Source text:
********************

BUSINESS COMBINATION AND CONTROL SHARE ACQUISITION STATUTES AND RELATED
  PROVISIONS
 
    The Company is subject to the GBCL which contains certain provisions which
may be deemed to have an anti-takeover effect. Such provisions include
Missouri's Business Combination Statute and the control share acquisition
statute.
 
    The Missouri Business Combination Statute prohibits certain transactions
between corporations subject to the statute and certain shareholders of such
corporations. In particular, the statute restricts certain "Business
Combinations" between a corporation and an "Interested Shareholder" or
affiliates of the Interested Shareholder unless certain conditions are met. A
"Business Combination" includes a merger or consolidation, certain sales,
leases, exchanges, pledges and similar dispositions of corporate assets or stock
and certain reclassifications and recapitalizations. An "Interested Shareholder"
includes any person or entity which beneficially owns or controls 20% or more of
the outstanding voting shares of the corporation.

********************

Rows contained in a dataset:
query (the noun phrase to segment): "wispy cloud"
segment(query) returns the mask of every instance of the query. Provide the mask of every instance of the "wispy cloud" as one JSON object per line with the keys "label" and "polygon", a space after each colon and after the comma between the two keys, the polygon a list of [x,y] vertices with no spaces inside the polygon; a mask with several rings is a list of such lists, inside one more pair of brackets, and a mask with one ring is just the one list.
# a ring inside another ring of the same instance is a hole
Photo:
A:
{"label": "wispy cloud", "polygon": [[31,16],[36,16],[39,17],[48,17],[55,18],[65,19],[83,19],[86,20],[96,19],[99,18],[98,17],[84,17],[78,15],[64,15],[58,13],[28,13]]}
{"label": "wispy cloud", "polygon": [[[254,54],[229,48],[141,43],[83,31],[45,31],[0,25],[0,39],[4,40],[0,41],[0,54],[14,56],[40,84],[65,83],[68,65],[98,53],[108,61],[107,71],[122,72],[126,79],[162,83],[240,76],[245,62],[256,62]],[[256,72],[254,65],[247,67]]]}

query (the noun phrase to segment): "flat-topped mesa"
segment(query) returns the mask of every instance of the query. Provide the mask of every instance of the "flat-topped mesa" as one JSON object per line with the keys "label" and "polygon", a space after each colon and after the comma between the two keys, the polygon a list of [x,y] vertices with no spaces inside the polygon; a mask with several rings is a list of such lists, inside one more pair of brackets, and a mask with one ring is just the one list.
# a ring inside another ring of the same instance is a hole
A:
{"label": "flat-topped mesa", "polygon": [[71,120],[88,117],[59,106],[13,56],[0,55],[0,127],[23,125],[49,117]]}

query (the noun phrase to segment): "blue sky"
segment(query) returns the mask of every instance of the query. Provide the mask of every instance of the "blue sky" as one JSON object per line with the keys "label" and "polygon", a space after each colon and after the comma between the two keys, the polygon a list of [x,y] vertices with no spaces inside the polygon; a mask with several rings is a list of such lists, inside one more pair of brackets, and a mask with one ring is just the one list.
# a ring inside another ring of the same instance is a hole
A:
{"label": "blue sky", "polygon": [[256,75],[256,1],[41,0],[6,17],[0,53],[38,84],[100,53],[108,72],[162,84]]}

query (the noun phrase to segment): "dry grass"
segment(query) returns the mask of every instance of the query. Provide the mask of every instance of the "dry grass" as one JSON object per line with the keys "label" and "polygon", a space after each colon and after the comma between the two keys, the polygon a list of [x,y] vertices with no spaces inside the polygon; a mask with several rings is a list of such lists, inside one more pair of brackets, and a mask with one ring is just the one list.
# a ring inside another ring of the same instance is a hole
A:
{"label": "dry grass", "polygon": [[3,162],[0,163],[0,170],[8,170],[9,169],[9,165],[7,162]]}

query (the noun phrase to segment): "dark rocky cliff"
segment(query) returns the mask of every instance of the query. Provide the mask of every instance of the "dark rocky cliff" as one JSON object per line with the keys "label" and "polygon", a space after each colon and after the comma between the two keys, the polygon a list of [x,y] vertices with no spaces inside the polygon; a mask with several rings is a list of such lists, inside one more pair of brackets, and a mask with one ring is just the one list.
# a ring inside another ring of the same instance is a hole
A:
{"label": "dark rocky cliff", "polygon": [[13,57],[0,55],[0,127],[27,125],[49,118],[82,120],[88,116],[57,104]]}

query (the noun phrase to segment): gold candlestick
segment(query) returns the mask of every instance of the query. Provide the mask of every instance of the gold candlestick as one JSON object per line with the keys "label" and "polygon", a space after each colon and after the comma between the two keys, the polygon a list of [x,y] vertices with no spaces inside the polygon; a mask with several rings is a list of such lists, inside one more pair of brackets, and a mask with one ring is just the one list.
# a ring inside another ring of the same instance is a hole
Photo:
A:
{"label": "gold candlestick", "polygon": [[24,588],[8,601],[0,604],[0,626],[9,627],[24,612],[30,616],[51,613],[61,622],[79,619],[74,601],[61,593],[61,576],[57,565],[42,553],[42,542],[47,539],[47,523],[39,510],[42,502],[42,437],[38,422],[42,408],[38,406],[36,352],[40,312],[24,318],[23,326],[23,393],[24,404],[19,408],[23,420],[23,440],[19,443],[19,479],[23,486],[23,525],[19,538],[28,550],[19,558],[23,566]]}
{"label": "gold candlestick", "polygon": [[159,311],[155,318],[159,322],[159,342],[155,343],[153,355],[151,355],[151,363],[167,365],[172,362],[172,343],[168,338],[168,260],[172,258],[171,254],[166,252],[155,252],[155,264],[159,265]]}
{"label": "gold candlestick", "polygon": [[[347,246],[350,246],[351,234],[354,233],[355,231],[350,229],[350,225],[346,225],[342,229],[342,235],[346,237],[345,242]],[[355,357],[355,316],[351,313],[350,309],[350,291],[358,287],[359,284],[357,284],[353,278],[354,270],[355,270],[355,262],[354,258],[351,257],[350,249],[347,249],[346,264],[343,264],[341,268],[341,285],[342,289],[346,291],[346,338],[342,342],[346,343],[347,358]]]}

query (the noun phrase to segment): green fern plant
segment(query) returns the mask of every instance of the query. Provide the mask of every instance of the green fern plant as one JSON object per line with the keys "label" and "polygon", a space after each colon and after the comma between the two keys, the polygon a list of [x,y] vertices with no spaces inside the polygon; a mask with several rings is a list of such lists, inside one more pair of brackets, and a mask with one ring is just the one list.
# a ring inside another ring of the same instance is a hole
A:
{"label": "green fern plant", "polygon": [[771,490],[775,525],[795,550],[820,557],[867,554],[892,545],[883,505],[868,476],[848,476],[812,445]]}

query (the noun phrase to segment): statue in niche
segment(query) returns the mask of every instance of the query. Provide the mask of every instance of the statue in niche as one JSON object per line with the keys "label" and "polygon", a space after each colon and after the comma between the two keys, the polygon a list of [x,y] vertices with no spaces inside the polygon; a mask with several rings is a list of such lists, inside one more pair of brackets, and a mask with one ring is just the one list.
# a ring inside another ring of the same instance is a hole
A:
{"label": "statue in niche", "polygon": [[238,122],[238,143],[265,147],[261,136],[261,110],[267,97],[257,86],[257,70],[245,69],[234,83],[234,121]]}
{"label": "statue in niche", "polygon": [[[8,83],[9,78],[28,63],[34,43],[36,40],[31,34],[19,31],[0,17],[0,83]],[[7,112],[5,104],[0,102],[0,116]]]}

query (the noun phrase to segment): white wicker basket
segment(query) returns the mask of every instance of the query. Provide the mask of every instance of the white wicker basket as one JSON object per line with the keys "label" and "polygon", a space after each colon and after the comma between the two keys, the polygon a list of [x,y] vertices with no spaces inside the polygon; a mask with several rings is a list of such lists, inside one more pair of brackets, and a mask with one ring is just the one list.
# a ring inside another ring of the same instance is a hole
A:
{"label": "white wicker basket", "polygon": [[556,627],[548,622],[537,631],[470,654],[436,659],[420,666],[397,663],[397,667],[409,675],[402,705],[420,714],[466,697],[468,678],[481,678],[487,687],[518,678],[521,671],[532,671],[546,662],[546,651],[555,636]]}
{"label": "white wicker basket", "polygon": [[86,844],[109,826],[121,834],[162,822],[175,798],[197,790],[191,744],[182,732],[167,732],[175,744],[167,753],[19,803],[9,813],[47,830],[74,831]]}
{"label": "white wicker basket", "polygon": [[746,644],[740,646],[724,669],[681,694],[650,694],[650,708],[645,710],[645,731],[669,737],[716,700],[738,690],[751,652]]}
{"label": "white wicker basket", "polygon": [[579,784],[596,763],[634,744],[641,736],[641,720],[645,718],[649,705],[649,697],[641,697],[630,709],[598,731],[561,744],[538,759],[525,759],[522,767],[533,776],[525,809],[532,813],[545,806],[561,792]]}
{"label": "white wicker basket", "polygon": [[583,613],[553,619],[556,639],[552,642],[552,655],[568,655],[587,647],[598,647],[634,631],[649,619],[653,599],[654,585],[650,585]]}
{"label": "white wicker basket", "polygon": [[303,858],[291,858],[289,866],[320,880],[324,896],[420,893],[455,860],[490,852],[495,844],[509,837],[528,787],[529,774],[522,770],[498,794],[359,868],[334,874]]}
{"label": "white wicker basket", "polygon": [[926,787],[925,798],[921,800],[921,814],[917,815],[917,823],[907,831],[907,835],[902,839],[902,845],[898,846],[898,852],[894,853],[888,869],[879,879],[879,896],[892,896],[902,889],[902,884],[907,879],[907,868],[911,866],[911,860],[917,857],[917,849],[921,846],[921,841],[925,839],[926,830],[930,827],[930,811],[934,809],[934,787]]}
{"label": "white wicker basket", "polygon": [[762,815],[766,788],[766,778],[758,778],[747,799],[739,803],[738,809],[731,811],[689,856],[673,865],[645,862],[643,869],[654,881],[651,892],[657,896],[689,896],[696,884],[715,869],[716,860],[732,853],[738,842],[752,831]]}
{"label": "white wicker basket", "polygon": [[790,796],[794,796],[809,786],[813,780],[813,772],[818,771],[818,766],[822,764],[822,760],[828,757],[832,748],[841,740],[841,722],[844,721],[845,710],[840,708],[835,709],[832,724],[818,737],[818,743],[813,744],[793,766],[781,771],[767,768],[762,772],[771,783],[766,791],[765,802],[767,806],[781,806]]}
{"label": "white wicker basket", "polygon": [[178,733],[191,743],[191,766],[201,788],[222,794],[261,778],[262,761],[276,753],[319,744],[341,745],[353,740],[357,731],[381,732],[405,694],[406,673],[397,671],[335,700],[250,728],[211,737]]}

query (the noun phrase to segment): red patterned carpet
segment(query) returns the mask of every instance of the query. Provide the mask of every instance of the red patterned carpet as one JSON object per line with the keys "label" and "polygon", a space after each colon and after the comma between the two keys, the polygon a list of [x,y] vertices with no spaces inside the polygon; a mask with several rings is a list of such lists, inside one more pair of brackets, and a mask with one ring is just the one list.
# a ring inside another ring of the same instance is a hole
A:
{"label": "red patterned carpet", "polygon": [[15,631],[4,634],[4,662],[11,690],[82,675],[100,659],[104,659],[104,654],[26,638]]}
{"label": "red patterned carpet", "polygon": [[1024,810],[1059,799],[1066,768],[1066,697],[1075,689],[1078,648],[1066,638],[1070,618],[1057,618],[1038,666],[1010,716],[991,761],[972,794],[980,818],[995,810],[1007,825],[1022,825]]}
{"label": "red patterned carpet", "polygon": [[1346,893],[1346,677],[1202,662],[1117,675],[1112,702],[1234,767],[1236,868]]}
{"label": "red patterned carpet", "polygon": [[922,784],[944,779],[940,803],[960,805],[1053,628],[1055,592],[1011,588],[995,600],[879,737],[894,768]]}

********************

Work instructions:
A) According to the text on Missouri's anti-takeover statutes, what level of ownership or control makes a person or entity an "Interested Shareholder"?
B) Continue the text on Missouri's anti-takeover statutes from the point where it stops.

Responses:
A) Beneficially owning or controlling 20% or more of the corporation's outstanding voting shares.

B)
                                       14
<PAGE>
    During the five-year restricted period after a person or entity becomes an
Interested Shareholder, no Business Combination may occur unless such Business
Combination or the transaction in which the person or entity become an
Interested Shareholder (the "Acquisition Transaction") was approved by the board
of directors of the corporation on or before the date of the Acquisition
Transaction. Business Combinations may occur after the five-year period
following the Acquisition Transaction only if: (i) prior to the Acquisition
Transaction, the board of directors approved the Acquisition Transaction or
approved the Business Combination in question; (ii) the holders of a majority of
the outstanding voting stock, other than stock owned by the Interested
Shareholder, approve the Business Combination; or (iii) the Business Combination
satisfies certain detailed fairness and procedural requirements.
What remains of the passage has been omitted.